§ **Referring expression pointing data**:
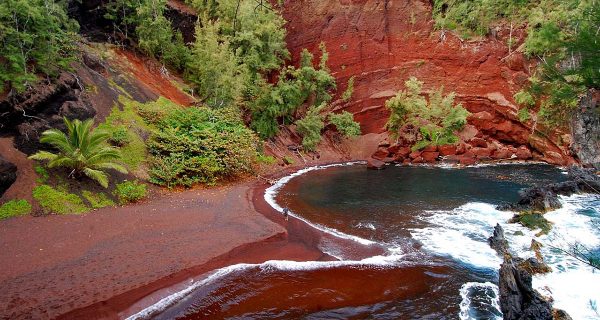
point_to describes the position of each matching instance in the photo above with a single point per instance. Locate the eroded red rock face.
(384, 42)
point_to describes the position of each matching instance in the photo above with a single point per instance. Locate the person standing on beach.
(286, 214)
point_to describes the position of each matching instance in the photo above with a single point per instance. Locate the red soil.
(149, 74)
(22, 187)
(383, 43)
(56, 264)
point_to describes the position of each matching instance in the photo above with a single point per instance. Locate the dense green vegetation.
(310, 127)
(437, 119)
(36, 38)
(14, 208)
(83, 149)
(57, 201)
(278, 104)
(144, 21)
(345, 124)
(561, 34)
(200, 145)
(238, 46)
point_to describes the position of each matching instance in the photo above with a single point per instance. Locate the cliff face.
(382, 43)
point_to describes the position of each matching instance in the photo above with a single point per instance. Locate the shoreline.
(63, 268)
(292, 240)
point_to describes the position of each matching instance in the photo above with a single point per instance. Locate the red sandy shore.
(98, 265)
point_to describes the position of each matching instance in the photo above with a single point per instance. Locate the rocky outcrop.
(498, 242)
(43, 107)
(382, 43)
(518, 299)
(585, 127)
(375, 164)
(8, 175)
(544, 198)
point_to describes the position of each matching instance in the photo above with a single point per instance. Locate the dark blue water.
(434, 223)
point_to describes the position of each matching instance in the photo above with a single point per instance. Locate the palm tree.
(84, 150)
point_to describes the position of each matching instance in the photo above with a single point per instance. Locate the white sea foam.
(491, 299)
(268, 266)
(573, 285)
(462, 233)
(272, 191)
(176, 297)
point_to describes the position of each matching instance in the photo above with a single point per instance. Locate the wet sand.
(112, 262)
(108, 259)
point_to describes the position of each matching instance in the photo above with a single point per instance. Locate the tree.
(36, 38)
(437, 120)
(310, 127)
(214, 68)
(82, 149)
(296, 87)
(345, 124)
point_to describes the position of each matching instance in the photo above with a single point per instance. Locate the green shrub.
(14, 208)
(200, 145)
(562, 35)
(261, 158)
(83, 150)
(524, 98)
(277, 104)
(97, 200)
(345, 124)
(58, 202)
(288, 160)
(347, 95)
(119, 137)
(437, 120)
(310, 127)
(42, 173)
(130, 191)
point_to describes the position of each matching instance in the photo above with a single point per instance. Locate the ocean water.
(433, 223)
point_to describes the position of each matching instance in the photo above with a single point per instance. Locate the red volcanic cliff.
(384, 42)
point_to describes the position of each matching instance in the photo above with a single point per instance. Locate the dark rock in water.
(585, 127)
(545, 198)
(8, 175)
(375, 164)
(534, 266)
(498, 242)
(518, 299)
(561, 315)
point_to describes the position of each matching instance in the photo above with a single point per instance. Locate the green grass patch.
(42, 173)
(59, 202)
(97, 200)
(261, 158)
(14, 208)
(130, 125)
(130, 191)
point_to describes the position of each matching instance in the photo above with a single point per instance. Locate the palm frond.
(58, 139)
(111, 165)
(103, 155)
(97, 175)
(83, 149)
(43, 156)
(62, 161)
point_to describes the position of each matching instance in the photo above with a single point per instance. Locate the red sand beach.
(99, 264)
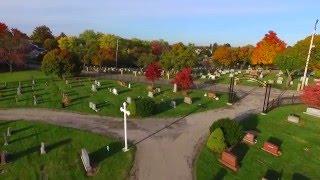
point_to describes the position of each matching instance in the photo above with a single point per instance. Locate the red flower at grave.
(311, 96)
(153, 72)
(183, 79)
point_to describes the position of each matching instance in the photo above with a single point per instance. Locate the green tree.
(232, 130)
(289, 62)
(40, 34)
(50, 44)
(216, 141)
(146, 59)
(61, 63)
(179, 57)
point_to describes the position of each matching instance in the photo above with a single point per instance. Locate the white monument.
(125, 114)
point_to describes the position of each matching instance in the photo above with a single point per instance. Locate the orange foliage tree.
(267, 49)
(223, 55)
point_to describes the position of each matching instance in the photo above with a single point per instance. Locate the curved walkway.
(165, 148)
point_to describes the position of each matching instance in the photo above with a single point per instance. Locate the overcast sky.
(195, 21)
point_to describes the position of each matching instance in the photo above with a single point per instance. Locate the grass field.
(299, 144)
(63, 146)
(79, 91)
(225, 79)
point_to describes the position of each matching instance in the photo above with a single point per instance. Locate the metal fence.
(281, 101)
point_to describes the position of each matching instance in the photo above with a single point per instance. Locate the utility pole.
(117, 53)
(309, 53)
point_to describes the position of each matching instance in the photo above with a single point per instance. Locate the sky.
(238, 22)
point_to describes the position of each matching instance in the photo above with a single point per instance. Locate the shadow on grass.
(101, 154)
(273, 175)
(51, 147)
(79, 98)
(275, 141)
(220, 175)
(14, 132)
(164, 106)
(124, 91)
(6, 123)
(23, 138)
(240, 151)
(250, 122)
(20, 154)
(298, 176)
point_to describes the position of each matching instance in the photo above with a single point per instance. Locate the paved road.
(165, 147)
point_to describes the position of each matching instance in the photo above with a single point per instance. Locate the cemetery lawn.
(63, 146)
(299, 145)
(225, 79)
(80, 94)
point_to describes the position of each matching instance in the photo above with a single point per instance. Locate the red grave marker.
(229, 160)
(271, 148)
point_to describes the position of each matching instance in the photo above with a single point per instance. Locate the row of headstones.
(230, 160)
(6, 143)
(84, 155)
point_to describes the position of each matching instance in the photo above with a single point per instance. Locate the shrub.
(317, 74)
(142, 107)
(311, 96)
(216, 141)
(233, 132)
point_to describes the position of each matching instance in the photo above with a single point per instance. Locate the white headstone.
(35, 101)
(114, 91)
(150, 94)
(93, 88)
(42, 148)
(125, 114)
(86, 160)
(5, 140)
(8, 132)
(173, 104)
(175, 88)
(129, 100)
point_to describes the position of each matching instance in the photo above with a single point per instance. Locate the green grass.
(63, 146)
(79, 91)
(294, 163)
(225, 79)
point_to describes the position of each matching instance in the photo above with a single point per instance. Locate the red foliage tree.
(153, 72)
(13, 46)
(267, 49)
(311, 96)
(183, 79)
(156, 48)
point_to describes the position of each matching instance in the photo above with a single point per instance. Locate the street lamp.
(309, 53)
(117, 53)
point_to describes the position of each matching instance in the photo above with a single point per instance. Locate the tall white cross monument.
(125, 114)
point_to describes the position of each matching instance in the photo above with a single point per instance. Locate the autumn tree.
(267, 49)
(61, 63)
(289, 62)
(13, 46)
(40, 34)
(153, 72)
(243, 55)
(301, 49)
(223, 55)
(145, 59)
(311, 96)
(179, 57)
(50, 44)
(184, 79)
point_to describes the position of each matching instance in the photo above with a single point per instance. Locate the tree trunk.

§ **Exercise directions**: Exact copies of the lines from the one holding "white cross monument." through the last line above, and only those, make up the answer.

§ **Solution for this problem**:
point_to describes the position of each matching instance in the photo above with a single point per instance. Locate the tall white cross monument.
(125, 114)
point_to describes the position of each matching instance in the photo above with a single point per instance. Locate the autumn tree.
(267, 49)
(61, 63)
(289, 62)
(13, 46)
(40, 34)
(153, 72)
(243, 55)
(301, 49)
(223, 55)
(145, 59)
(311, 96)
(179, 57)
(50, 44)
(184, 79)
point_to describes the position of each matching instance in the photo above with a single point per instance. Locate the tree trunk.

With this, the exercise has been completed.